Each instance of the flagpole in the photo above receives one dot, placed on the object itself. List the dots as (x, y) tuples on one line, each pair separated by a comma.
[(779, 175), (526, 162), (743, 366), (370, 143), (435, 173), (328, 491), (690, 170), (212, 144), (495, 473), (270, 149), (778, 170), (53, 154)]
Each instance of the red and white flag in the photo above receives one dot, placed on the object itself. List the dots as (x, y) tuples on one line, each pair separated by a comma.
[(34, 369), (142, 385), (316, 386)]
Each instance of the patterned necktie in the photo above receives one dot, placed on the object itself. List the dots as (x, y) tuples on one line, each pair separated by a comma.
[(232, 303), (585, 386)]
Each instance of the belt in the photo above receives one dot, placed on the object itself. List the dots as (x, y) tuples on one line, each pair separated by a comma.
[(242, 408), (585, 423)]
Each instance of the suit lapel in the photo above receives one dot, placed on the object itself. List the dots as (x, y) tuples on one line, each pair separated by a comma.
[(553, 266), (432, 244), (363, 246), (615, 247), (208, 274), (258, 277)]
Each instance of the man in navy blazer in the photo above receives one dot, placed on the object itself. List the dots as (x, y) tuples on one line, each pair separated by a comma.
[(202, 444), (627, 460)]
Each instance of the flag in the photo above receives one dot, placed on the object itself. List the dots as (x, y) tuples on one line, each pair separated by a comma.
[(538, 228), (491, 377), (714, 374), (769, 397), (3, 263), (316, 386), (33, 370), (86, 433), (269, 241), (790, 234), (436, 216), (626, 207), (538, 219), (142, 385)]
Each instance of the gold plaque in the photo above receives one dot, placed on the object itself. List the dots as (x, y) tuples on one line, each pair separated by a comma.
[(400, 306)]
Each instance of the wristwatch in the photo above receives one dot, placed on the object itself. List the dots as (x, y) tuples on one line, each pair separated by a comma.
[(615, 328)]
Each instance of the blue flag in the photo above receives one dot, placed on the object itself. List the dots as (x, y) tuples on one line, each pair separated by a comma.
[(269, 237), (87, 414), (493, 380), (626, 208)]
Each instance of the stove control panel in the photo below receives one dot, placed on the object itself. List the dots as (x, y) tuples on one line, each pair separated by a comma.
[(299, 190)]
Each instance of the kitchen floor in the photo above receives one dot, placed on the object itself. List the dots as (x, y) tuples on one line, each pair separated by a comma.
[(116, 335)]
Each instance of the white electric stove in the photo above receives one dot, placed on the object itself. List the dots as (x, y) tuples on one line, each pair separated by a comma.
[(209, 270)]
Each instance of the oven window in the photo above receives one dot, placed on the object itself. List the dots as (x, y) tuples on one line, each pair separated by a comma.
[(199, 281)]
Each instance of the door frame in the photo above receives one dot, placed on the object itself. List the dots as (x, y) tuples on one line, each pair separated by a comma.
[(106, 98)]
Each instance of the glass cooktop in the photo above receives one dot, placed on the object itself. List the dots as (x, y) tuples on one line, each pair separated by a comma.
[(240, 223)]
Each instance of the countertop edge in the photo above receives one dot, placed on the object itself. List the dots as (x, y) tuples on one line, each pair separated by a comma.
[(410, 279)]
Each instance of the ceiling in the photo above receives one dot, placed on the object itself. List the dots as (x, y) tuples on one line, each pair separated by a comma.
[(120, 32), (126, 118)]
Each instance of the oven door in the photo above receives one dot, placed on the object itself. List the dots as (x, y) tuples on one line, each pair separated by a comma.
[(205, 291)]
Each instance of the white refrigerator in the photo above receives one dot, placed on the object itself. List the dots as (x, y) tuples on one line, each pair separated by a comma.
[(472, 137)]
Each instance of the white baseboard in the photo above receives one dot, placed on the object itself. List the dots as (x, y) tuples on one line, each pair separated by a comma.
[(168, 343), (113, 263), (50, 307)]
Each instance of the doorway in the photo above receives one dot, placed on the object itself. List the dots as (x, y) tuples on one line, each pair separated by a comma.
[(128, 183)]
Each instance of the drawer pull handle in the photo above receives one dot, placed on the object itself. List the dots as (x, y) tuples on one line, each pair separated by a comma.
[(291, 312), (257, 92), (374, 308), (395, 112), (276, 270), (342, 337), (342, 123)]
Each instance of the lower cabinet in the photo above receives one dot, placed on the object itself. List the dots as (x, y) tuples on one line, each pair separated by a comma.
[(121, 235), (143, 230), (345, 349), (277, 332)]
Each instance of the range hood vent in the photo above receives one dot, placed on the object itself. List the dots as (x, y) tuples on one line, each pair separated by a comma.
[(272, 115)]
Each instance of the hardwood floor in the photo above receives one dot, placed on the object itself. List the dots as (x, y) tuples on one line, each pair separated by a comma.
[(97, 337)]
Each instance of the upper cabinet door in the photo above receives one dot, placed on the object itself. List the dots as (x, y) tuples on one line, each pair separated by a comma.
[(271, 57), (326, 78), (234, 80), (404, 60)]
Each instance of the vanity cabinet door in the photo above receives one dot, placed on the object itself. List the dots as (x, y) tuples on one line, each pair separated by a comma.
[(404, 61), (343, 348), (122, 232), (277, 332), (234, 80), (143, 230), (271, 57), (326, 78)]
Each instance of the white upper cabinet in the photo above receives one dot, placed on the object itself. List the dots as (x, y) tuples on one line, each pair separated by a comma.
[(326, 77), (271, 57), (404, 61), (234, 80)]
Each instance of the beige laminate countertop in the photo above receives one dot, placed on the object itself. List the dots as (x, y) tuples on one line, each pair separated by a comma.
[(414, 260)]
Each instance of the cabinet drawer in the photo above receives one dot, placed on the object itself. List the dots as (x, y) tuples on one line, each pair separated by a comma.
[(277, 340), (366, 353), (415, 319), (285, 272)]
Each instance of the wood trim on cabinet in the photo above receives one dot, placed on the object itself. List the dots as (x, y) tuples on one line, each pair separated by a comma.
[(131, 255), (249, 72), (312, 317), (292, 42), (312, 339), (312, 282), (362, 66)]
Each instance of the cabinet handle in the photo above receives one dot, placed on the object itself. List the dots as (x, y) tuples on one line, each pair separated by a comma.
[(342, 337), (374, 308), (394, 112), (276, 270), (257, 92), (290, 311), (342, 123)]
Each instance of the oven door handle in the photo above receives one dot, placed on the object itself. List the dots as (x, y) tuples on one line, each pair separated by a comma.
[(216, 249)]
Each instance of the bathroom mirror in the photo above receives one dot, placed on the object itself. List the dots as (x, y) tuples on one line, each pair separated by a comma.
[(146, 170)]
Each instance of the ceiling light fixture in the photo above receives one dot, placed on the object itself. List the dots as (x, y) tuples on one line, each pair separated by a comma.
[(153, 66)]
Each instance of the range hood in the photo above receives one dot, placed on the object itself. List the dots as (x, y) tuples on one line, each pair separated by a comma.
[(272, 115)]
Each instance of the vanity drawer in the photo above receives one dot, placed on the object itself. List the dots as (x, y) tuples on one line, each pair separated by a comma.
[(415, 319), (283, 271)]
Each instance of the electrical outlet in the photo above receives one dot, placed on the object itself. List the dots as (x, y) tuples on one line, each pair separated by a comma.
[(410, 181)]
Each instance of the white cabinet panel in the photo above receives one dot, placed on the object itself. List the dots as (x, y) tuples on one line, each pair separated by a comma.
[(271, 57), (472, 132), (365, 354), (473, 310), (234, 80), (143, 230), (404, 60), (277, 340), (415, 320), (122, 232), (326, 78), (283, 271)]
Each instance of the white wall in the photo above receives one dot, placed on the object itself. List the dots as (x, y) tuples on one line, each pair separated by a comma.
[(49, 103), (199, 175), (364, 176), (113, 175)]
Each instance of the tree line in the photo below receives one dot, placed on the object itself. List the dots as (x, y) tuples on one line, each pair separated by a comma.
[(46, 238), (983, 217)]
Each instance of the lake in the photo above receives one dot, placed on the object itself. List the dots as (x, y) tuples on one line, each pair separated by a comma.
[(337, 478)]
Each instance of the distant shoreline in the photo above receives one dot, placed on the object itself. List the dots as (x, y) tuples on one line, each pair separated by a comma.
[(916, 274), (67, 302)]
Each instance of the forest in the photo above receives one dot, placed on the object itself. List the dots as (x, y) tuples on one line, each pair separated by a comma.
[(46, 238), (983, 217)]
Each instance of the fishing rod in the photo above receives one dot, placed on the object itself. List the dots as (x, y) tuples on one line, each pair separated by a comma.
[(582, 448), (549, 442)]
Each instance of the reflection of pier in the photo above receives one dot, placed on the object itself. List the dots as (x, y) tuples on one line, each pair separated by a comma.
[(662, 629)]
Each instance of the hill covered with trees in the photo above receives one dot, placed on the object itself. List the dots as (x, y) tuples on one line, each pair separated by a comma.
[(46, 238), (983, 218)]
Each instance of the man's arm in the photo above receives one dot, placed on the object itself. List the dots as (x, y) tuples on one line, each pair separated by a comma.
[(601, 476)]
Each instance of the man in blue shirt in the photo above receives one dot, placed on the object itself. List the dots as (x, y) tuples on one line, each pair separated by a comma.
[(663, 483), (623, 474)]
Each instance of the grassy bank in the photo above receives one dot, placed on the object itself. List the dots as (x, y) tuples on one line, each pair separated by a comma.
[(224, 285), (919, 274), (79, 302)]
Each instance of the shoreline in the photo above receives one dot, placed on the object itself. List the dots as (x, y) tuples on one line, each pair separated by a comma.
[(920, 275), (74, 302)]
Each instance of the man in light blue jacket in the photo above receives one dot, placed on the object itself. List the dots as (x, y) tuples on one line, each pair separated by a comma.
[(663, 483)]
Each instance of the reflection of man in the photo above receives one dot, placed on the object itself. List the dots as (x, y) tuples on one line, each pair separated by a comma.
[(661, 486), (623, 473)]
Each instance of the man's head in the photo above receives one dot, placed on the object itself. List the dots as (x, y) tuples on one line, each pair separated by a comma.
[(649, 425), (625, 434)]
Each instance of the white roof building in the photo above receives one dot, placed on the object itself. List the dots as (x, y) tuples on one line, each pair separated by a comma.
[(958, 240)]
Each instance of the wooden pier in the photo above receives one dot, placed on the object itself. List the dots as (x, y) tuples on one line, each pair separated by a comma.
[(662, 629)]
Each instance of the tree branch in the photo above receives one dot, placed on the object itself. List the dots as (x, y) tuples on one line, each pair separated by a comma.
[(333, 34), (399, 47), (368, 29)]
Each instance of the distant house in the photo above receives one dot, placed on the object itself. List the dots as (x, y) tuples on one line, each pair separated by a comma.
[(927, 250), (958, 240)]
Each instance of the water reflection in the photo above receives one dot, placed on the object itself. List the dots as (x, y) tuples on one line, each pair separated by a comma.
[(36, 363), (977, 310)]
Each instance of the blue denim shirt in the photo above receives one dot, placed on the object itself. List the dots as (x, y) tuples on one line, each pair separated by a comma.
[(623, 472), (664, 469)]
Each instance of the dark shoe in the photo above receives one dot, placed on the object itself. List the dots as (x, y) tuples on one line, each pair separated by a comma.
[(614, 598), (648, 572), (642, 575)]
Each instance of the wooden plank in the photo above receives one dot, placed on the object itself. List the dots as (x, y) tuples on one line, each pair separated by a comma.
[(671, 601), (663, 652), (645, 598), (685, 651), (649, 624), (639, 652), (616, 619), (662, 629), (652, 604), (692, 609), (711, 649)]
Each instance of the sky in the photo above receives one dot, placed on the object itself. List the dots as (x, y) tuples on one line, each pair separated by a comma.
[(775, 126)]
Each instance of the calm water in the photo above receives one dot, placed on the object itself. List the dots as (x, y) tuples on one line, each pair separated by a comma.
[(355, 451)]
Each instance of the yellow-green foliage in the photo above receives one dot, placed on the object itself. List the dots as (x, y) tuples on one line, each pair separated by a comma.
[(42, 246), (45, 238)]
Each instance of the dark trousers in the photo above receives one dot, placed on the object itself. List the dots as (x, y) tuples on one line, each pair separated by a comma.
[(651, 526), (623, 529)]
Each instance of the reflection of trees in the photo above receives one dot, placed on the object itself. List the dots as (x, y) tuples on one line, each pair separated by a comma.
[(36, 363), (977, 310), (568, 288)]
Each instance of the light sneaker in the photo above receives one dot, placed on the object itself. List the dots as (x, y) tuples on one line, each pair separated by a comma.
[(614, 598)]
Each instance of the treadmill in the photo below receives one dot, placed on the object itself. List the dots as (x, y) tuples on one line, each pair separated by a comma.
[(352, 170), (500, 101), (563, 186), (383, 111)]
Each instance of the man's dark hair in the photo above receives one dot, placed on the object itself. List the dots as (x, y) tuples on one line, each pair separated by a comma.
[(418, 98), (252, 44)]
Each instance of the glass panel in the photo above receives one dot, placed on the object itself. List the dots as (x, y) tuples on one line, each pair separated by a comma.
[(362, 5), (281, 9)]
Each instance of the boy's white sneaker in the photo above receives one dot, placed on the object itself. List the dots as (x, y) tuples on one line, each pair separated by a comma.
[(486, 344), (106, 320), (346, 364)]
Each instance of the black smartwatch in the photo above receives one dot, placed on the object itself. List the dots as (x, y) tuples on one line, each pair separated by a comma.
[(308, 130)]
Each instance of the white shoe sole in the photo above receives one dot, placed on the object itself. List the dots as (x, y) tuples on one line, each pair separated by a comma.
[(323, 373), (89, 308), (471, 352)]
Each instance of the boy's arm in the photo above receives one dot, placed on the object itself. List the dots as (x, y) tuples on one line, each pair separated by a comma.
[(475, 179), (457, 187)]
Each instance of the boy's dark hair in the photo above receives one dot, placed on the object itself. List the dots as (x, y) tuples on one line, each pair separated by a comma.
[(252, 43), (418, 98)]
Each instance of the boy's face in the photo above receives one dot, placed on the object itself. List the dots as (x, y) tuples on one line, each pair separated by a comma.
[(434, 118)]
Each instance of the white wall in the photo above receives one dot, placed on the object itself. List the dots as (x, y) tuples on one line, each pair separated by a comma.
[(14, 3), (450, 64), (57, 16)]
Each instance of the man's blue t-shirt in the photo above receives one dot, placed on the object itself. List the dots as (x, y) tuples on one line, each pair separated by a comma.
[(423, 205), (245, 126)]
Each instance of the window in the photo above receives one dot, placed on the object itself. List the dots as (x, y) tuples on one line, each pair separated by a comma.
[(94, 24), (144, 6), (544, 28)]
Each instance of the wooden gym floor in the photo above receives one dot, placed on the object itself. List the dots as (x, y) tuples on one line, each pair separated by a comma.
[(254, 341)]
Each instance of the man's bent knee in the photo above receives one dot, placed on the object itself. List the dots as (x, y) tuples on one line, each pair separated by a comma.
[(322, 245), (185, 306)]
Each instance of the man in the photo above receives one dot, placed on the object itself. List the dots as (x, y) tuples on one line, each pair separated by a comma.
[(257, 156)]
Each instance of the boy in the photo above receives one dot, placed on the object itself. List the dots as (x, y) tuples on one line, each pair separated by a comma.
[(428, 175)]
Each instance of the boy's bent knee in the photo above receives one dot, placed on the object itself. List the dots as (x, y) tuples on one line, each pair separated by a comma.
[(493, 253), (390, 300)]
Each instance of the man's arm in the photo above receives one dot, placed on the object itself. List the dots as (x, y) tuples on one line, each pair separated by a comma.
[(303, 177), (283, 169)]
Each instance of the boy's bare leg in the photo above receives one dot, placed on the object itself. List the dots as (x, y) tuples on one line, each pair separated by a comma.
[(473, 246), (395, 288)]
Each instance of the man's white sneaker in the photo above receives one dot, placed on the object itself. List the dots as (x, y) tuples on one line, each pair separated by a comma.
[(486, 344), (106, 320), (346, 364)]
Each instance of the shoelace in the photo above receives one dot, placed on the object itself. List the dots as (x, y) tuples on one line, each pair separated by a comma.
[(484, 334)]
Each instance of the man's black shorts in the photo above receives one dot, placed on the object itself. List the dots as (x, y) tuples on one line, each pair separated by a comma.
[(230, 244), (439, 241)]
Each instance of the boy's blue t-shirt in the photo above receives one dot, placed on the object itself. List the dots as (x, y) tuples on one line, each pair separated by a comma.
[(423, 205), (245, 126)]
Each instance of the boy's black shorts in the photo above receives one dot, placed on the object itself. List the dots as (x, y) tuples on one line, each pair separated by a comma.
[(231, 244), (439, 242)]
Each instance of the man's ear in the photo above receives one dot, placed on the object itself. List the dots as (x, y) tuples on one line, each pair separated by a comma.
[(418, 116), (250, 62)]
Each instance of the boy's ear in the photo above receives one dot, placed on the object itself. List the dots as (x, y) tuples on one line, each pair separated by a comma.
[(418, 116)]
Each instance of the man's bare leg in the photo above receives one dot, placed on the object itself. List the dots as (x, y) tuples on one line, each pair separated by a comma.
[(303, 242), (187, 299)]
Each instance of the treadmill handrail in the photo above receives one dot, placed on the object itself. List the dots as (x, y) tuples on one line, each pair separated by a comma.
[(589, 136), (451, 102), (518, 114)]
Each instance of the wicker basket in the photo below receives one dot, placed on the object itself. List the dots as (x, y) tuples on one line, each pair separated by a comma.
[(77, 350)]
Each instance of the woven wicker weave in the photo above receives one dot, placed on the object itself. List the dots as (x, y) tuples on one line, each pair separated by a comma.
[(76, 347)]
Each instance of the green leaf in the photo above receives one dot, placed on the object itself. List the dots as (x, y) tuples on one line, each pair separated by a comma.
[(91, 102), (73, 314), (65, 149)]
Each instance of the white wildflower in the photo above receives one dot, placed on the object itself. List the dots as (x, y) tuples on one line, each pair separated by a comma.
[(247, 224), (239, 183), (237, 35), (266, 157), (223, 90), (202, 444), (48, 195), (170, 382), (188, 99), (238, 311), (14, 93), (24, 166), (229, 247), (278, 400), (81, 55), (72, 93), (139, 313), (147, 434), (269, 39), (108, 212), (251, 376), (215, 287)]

__DESCRIPTION OF THE TASK__. Please make your reply exactly the lines from the one containing "Each instance of the green" through the end of the entries above, and nothing more.

__TASK OUTPUT__.
Each instance of the green leaf in the photo above receives one dot, placed on the object itself. List the dots as (x, y) tuples on one line, each pair separated by a comma.
[(91, 102), (73, 314), (65, 149)]
Each instance of the white wildflower in the photo above receives one dot, placed on the object itself. List the dots as (x, y) tuples on one line, each pair separated by a comma.
[(247, 224), (239, 183), (237, 35), (266, 157), (223, 90), (202, 444), (48, 195), (170, 382), (188, 99), (238, 311), (14, 93), (24, 166), (229, 247), (278, 400), (81, 55), (72, 93), (139, 313), (147, 434), (269, 39), (108, 212), (251, 376), (215, 287)]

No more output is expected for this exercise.